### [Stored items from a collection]
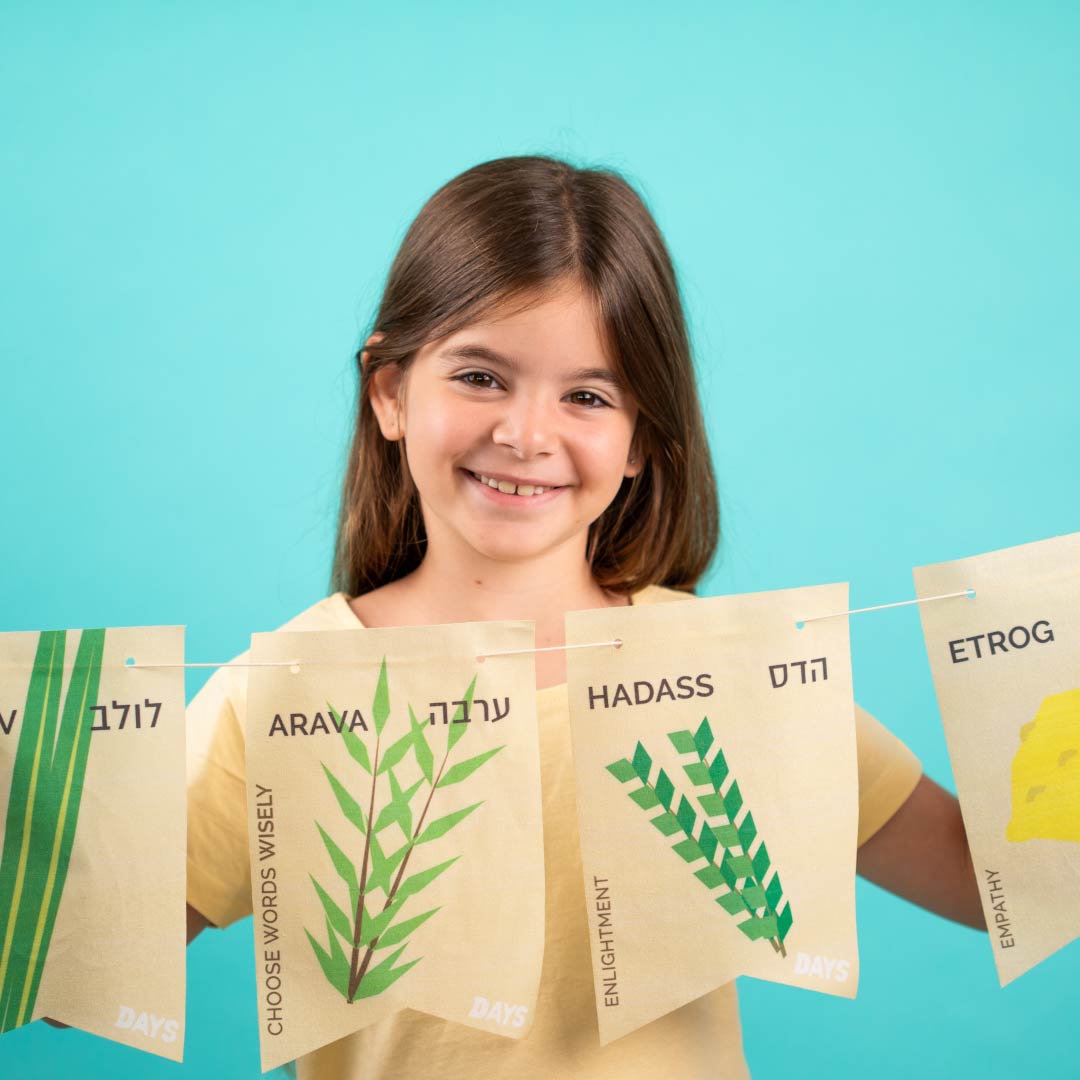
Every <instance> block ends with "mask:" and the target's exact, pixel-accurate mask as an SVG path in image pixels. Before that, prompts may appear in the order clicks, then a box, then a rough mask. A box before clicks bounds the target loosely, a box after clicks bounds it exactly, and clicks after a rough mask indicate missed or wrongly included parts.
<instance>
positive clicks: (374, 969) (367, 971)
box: [353, 945, 423, 1000]
mask: <svg viewBox="0 0 1080 1080" xmlns="http://www.w3.org/2000/svg"><path fill="white" fill-rule="evenodd" d="M405 948H406V946H404V945H402V947H401V948H400V949H397V951H396V953H392V954H391V955H390V956H389V957H387V959H386V960H383V961H382V963H380V964H377V966H376V967H375V968H370V969H369V970H368V971H367V972H366V973H365V975H364V977H363V980H361V983H360V986H357V987H356V994H355V995H354V997H353V1000H357V999H360V998H374V997H375V995H376V994H381V993H382V991H383V990H384V989H387V988H388V987H389V986H392V985H393V984H394V983H396V982H397V980H399V978H401V977H402V975H404V974H405V972H406V971H408V970H409V968H413V967H415V966H416V964H418V963H419V962H420V961H421V960H422V959H423V957H421V956H418V957H417V958H416V959H415V960H409V962H408V963H403V964H402V966H401V967H400V968H394V961H395V960H396V959H397V957H400V956H401V955H402V953H404V951H405Z"/></svg>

### [WORK ORDER]
Apart from the pictures, every line of the data above should be given again exactly.

### [ANSWER BOX]
Every <instance> block ends with "mask:" and the target's exact, pixel-accurate mask as an SVG path in image pixels. Before that, prompts may appear in the order clicks, then a box, then a rough mask. A box before clicks bounds the target loosely, a box after clicks bounds it exactly, and clicks after a rough mask indicate missed or wrongly included parts.
<instance>
positive clicks: (374, 969) (367, 971)
box: [353, 945, 423, 1000]
mask: <svg viewBox="0 0 1080 1080" xmlns="http://www.w3.org/2000/svg"><path fill="white" fill-rule="evenodd" d="M405 948H406V946H404V945H402V947H401V948H400V949H397V951H396V953H392V954H391V955H390V956H389V957H387V959H386V960H383V961H382V963H380V964H377V966H376V967H375V968H370V969H369V970H368V971H367V972H366V973H365V975H364V977H363V980H361V983H360V986H357V987H356V994H355V995H354V997H353V1000H357V999H360V998H374V997H375V995H376V994H381V993H382V991H383V990H384V989H387V988H388V987H389V986H392V985H393V984H394V983H396V982H397V980H399V978H401V977H402V975H404V974H405V972H406V971H408V970H409V968H413V967H415V966H416V964H418V963H419V962H420V961H421V960H422V959H423V957H421V956H418V957H417V958H416V959H415V960H409V962H408V963H403V964H402V966H401V967H400V968H394V961H395V960H396V959H397V957H400V956H401V955H402V953H404V951H405Z"/></svg>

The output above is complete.